→ **Task goal**:
Lines from the one containing "pixel 27 109" through the last line of the records below are to be repeated exactly.
━━━━━ Records for the exercise
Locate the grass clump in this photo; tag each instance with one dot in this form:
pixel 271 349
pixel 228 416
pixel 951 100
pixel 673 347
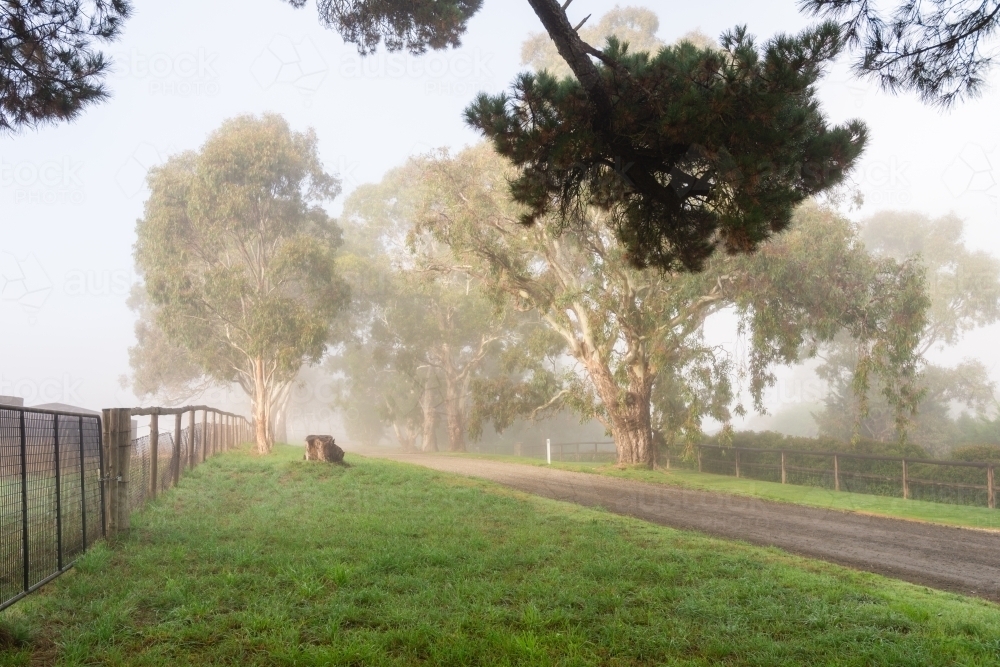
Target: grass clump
pixel 276 561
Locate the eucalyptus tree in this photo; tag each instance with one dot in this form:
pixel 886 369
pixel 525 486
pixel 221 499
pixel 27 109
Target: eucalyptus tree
pixel 238 257
pixel 435 328
pixel 629 328
pixel 963 286
pixel 160 367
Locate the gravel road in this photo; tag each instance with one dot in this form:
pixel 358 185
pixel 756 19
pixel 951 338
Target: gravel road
━━━━━━━━━━
→ **Solved problem**:
pixel 27 109
Target: eucalyptus tree
pixel 238 257
pixel 435 328
pixel 629 328
pixel 963 286
pixel 160 367
Locate the gravel road in this photo; tag each instance with one dot in this form:
pixel 358 185
pixel 756 19
pixel 951 338
Target: gravel road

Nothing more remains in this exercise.